Required work :: This exercise calls for the line with "column in the photo above.", the line with "facade in the photo above.", and all lines between them in the material below, output exactly and with no other lines.

Segment Open

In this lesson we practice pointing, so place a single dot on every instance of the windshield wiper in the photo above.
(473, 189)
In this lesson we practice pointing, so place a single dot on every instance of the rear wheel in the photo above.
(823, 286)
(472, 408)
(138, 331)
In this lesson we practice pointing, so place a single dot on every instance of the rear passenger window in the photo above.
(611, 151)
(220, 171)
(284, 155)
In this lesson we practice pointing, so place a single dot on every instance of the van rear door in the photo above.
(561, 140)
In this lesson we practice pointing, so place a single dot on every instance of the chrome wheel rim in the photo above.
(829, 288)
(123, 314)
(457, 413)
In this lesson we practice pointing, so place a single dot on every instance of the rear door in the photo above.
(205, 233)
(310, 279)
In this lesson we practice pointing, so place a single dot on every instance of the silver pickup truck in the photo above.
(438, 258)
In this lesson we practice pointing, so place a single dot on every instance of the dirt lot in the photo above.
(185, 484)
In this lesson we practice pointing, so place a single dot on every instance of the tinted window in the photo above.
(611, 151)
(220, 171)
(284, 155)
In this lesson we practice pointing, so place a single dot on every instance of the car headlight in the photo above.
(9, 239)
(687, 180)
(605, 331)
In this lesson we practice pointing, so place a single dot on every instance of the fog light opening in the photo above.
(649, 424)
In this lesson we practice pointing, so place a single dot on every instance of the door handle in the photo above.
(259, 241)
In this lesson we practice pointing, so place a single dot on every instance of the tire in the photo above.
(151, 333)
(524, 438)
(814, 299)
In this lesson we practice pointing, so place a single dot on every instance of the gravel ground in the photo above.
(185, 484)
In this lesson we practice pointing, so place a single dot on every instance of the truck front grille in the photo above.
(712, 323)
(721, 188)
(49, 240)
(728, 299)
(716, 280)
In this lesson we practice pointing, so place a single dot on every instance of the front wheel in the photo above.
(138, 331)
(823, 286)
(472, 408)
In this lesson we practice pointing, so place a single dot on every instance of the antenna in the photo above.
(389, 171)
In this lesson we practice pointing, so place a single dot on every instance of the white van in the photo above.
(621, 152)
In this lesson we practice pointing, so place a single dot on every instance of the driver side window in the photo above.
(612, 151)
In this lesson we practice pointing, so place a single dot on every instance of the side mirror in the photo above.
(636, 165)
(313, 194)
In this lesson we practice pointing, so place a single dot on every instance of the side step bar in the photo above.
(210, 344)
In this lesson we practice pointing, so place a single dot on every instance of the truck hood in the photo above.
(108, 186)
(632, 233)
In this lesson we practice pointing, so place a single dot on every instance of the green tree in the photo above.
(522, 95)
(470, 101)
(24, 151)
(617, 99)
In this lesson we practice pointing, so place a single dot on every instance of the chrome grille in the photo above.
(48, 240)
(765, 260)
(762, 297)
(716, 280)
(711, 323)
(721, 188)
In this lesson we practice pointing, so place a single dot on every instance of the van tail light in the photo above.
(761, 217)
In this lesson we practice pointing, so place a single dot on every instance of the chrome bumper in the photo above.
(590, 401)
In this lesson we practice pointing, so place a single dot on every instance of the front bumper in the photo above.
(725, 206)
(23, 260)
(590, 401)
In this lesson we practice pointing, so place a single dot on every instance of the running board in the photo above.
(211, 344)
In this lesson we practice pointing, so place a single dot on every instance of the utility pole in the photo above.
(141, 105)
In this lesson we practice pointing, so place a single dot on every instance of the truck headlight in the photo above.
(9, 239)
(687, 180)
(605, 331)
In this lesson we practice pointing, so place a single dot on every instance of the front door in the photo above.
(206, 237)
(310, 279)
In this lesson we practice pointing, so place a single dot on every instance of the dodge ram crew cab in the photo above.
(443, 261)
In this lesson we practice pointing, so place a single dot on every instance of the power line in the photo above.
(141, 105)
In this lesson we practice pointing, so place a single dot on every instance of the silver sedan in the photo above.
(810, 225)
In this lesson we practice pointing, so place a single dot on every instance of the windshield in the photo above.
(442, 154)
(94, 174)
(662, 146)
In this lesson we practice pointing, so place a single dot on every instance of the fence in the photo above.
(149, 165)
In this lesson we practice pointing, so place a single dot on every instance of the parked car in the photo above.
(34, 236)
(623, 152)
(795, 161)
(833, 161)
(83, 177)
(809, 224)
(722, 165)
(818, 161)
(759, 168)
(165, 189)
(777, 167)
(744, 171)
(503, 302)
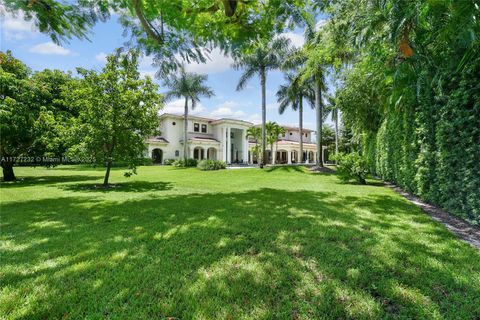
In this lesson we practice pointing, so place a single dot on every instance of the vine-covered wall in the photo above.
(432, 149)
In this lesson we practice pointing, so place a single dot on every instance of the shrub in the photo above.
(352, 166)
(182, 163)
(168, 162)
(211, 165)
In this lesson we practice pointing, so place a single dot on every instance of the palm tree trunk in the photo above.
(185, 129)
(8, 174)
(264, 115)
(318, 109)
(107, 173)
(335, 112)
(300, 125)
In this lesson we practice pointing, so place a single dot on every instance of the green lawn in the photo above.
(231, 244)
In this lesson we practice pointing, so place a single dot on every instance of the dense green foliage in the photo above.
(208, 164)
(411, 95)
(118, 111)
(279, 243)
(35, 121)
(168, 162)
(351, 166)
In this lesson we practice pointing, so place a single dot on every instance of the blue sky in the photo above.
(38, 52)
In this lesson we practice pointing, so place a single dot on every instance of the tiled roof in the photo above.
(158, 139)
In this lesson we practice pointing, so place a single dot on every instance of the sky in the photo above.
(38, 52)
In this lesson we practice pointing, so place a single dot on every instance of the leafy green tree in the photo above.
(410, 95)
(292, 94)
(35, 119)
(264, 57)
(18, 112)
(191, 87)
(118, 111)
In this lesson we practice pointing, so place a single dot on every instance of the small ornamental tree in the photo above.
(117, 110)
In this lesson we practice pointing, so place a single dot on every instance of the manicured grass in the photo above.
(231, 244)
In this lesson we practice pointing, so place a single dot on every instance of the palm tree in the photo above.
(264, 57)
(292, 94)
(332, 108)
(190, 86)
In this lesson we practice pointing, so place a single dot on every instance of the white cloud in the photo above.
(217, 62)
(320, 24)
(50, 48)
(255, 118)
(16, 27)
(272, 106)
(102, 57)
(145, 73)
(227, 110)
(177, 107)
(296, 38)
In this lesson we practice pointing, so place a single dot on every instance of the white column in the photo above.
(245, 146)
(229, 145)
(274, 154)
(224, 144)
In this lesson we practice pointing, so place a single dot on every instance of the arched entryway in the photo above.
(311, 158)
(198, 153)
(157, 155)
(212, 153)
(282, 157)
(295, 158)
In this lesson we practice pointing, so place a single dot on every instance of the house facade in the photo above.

Segment Closed
Segment Open

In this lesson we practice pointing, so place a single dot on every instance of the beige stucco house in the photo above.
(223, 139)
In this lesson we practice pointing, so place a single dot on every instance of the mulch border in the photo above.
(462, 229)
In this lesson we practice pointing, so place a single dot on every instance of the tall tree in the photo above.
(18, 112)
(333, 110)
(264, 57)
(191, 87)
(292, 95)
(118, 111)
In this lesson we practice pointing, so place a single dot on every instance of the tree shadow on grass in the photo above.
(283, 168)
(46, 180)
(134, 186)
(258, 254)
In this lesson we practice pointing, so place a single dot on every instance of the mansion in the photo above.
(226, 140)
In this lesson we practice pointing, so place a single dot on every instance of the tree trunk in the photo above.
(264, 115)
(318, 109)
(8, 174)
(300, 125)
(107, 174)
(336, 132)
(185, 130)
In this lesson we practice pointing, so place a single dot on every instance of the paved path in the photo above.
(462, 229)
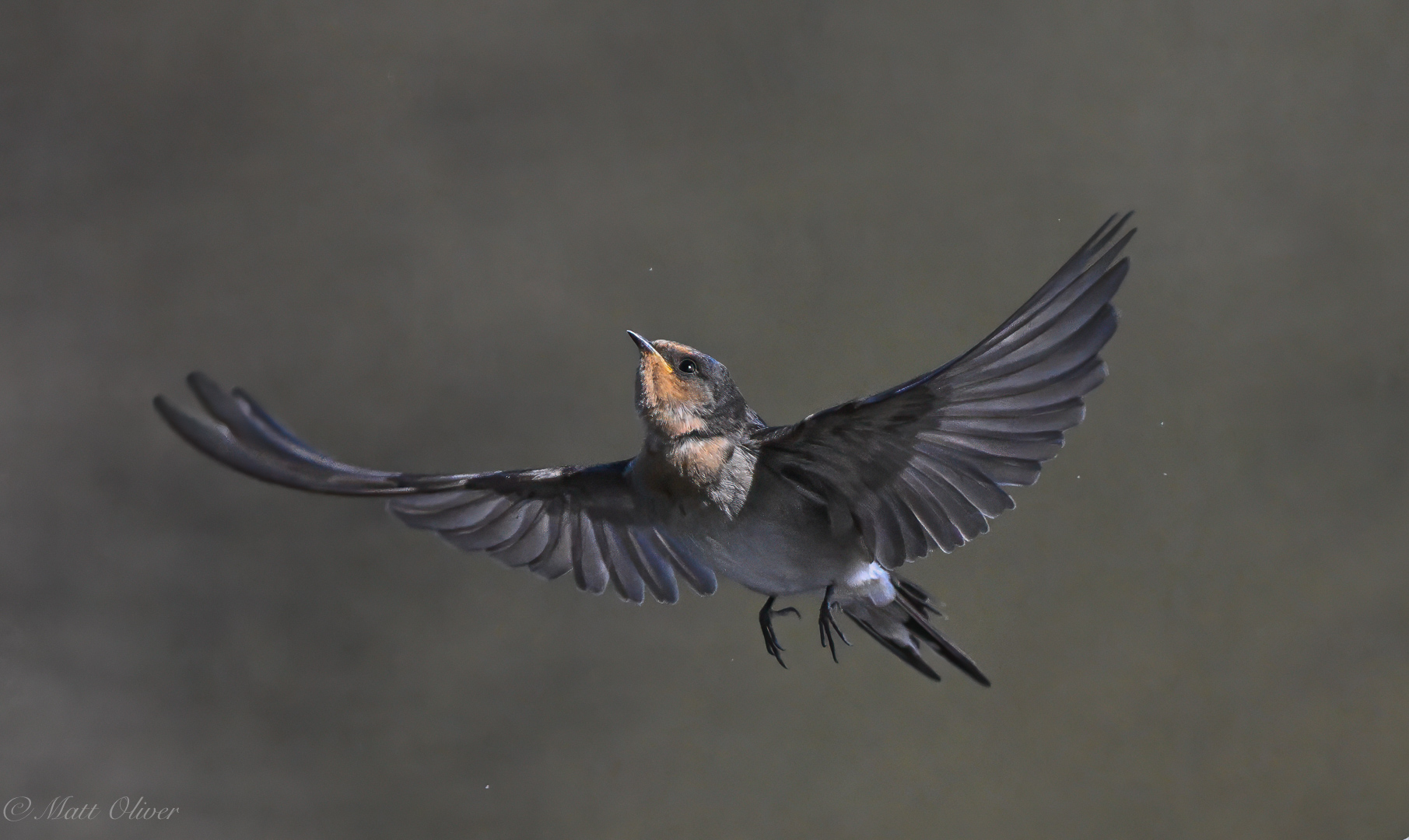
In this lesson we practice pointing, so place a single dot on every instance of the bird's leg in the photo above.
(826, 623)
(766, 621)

Segment Closed

Response ::
In this lesson we practice pointing, so place a single dot on every instance of the white column in the photo above.
(245, 146)
(229, 145)
(274, 154)
(224, 144)
In this lesson we practice pointing, so place a single dot on every instance of the arched entryway in the photo above.
(311, 158)
(198, 153)
(157, 155)
(212, 153)
(282, 157)
(295, 158)
In this lesson we practice pointing, so place a single dot on every instance of the house facade in the photo above.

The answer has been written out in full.